··· LISTED ENTRIES
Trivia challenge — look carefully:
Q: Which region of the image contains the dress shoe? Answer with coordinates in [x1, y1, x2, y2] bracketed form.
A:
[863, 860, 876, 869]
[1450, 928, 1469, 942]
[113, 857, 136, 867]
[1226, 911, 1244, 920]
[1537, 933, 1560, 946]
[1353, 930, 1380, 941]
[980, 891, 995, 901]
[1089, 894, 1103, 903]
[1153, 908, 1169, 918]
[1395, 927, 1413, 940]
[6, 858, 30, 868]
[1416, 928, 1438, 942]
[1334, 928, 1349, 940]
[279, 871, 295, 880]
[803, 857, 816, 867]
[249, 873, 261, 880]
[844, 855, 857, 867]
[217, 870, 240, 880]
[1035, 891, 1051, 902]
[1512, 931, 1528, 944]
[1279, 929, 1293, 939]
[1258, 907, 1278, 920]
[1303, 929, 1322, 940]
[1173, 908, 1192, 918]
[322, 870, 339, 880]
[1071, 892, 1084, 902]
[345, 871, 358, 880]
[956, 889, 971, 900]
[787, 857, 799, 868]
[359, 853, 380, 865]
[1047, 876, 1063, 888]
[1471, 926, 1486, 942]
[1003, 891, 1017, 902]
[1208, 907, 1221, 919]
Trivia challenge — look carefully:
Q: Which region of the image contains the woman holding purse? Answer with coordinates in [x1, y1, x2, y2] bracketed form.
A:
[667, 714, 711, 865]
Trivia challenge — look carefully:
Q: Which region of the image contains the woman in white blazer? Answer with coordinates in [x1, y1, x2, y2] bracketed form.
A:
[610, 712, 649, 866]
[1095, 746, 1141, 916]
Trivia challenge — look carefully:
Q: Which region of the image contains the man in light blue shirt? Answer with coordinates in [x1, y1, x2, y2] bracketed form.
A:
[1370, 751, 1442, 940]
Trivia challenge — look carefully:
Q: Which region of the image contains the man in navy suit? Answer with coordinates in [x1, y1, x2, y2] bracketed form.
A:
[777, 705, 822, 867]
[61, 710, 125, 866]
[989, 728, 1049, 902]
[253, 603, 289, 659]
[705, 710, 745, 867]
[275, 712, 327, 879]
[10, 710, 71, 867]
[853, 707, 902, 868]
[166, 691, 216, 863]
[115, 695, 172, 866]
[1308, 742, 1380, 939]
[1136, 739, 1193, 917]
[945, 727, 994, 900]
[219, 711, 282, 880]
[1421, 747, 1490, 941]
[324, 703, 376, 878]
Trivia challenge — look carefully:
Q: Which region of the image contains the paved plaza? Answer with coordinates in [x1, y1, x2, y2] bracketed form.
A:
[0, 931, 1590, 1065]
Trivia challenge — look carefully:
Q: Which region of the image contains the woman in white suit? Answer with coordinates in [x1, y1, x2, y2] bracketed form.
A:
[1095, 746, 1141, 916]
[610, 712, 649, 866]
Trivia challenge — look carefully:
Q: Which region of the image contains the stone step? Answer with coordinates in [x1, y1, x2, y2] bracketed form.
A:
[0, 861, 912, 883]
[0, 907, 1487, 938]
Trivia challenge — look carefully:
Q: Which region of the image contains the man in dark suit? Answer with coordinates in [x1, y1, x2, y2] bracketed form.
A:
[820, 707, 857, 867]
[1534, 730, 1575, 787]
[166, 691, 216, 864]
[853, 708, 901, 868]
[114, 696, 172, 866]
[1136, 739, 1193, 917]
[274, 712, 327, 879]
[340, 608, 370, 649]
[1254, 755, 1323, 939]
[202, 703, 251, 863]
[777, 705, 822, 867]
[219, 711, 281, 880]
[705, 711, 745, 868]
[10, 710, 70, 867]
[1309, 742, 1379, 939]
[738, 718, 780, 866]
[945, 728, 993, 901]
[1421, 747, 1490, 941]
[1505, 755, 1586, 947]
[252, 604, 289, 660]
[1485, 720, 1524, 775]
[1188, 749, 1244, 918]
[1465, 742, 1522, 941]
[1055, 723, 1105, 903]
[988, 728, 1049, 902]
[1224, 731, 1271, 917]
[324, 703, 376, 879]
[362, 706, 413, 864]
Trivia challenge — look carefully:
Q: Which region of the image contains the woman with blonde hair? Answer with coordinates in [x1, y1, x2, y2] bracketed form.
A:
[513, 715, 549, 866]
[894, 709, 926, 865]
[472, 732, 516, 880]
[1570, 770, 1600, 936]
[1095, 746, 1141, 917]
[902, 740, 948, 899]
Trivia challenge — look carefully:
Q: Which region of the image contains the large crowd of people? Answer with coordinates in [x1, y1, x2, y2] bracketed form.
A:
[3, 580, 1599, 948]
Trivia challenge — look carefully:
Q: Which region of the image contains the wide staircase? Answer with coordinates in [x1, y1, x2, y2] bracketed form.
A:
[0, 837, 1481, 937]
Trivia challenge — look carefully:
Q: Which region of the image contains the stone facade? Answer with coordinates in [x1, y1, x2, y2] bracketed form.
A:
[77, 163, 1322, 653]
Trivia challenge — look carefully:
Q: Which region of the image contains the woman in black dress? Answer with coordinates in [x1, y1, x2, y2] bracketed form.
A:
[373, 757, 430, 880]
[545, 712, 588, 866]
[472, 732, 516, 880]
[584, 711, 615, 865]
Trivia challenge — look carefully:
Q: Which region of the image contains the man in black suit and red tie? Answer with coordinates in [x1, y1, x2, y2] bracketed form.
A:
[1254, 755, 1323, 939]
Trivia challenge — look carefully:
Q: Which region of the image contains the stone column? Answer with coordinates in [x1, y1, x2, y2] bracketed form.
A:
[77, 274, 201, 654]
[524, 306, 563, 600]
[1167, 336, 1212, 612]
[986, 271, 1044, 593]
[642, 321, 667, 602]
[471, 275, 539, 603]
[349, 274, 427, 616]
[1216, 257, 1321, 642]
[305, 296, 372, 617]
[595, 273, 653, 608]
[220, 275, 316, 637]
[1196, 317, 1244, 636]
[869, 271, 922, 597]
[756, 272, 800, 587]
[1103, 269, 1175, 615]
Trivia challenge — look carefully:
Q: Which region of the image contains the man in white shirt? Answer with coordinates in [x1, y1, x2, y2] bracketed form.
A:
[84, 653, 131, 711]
······
··· LISTED ENTRIES
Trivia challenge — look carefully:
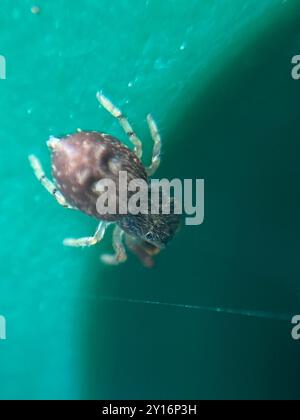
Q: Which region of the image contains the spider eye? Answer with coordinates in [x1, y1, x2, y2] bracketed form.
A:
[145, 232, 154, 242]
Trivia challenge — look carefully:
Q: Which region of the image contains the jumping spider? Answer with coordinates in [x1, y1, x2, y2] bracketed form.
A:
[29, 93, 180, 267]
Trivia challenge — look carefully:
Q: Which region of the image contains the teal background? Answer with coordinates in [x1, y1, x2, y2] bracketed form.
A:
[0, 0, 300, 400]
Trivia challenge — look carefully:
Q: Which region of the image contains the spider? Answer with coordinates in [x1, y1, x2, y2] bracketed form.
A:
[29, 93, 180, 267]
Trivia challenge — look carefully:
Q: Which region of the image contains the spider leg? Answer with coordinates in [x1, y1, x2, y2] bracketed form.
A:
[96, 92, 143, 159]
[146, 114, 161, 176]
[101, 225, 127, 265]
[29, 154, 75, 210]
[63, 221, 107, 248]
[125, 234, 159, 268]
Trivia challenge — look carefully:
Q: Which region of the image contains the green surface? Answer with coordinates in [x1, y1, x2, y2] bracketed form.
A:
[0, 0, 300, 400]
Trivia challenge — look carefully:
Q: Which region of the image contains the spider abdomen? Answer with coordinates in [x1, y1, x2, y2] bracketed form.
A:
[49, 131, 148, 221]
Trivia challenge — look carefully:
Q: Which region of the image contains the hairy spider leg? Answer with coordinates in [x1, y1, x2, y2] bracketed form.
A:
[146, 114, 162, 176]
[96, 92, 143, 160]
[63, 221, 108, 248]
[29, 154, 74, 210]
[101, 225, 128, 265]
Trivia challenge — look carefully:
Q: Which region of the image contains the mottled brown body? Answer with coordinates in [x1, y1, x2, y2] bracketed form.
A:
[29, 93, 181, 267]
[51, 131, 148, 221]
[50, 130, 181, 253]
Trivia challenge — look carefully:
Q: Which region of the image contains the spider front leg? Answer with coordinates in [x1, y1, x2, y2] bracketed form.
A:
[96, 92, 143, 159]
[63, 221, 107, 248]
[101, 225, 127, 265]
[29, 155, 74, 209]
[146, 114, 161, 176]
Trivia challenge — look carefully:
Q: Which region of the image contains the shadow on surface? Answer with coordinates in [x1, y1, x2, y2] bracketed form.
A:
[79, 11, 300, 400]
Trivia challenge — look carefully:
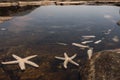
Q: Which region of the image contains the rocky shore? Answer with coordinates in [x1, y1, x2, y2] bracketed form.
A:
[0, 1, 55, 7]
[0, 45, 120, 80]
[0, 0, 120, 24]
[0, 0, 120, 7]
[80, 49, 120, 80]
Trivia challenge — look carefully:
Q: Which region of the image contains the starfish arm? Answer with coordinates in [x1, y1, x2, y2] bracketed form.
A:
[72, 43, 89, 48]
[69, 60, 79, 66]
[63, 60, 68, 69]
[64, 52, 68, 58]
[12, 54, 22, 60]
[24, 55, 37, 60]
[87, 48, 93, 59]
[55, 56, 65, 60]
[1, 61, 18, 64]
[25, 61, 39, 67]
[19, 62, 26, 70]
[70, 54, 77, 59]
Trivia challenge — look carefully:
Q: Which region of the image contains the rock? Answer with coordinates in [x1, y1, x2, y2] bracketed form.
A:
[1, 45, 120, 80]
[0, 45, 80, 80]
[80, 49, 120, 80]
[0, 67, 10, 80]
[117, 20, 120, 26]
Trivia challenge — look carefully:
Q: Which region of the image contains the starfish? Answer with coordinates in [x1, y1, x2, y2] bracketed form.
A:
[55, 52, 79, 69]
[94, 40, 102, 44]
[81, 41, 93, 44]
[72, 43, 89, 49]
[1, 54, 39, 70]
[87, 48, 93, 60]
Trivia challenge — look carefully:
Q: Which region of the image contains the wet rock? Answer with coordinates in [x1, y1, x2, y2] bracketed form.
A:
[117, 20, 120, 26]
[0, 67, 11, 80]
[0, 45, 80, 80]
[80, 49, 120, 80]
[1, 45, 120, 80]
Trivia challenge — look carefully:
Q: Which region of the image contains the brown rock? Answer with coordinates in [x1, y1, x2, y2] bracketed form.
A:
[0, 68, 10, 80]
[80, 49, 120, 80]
······
··· LISTED ENTRIES
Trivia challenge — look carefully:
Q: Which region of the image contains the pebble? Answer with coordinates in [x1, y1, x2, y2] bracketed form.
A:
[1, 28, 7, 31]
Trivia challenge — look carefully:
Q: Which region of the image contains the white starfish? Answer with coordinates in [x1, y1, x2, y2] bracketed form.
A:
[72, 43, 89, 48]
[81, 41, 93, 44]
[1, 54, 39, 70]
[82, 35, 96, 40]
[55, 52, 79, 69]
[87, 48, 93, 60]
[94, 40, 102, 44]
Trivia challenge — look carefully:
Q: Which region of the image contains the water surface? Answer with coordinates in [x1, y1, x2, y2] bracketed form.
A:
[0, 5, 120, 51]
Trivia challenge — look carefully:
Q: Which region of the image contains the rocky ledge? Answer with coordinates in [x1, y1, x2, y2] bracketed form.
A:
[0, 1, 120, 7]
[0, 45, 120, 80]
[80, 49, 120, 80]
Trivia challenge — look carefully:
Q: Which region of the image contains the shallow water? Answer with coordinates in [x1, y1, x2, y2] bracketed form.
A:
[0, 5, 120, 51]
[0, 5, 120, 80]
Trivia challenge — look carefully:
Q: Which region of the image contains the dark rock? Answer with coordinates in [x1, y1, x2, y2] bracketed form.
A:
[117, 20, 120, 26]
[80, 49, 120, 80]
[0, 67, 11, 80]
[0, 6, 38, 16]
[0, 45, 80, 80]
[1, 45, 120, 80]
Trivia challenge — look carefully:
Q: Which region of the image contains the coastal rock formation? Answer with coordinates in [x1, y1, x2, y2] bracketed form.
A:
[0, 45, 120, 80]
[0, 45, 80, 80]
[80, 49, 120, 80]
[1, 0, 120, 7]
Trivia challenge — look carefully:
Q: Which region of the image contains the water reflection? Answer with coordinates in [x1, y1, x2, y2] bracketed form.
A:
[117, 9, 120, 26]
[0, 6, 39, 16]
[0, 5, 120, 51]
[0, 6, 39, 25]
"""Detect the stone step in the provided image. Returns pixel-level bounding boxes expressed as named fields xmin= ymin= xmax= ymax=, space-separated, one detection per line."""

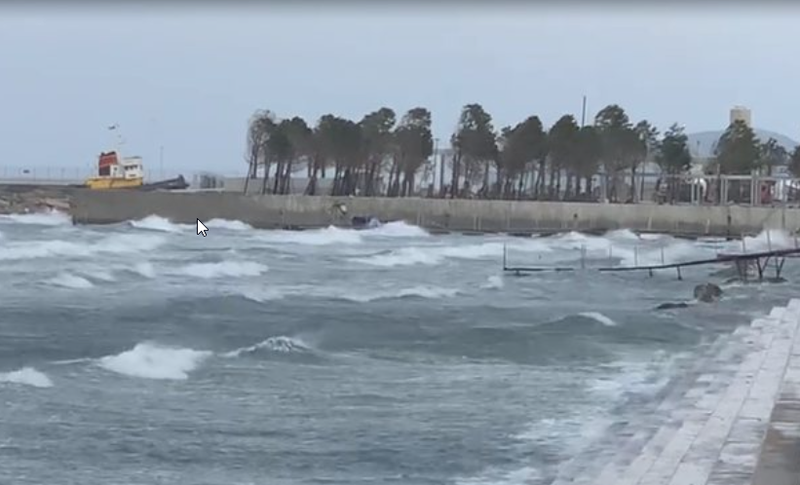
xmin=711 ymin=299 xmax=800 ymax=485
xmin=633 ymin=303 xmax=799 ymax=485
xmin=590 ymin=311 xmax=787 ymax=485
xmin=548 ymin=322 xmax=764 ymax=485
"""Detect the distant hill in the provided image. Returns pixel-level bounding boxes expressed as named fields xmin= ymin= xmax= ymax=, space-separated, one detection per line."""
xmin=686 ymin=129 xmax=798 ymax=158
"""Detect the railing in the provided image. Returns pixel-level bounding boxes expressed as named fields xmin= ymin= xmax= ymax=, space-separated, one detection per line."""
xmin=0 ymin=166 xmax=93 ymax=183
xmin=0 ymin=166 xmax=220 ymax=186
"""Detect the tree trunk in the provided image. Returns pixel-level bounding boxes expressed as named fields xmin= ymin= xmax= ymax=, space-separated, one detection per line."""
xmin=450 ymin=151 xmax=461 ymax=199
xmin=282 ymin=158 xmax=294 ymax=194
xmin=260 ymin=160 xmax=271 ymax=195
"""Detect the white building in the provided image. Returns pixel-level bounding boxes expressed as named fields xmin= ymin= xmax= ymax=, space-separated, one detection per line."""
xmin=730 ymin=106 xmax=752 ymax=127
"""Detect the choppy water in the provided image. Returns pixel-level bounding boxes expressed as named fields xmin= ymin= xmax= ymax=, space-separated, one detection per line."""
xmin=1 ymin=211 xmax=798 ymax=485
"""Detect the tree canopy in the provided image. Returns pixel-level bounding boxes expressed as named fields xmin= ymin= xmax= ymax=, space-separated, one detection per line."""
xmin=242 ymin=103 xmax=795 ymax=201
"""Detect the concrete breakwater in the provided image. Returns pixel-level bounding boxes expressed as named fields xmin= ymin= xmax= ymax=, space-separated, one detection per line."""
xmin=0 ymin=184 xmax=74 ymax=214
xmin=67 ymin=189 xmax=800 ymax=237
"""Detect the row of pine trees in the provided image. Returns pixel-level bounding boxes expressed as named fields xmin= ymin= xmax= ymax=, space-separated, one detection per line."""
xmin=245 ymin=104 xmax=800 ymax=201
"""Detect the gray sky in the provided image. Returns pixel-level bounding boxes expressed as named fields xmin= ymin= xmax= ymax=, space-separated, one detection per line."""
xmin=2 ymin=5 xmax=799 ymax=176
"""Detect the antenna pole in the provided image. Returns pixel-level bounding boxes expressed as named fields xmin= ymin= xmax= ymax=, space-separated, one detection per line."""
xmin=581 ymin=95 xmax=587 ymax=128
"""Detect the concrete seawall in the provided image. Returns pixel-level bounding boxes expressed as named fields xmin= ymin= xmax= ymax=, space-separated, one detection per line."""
······
*PROBLEM STATEMENT*. Using the records above, find and show each line with the string "black".

*RESULT FOR THIS EXERCISE*.
Q: Which region of the image contains the woman in black dress? Answer with coordinates in [x1, y1, x2, y2] bracketed form.
Q: Which region of the image contains the man in black suit and red tie? Answer with coordinates in [x1, y1, x2, y2] bracketed form.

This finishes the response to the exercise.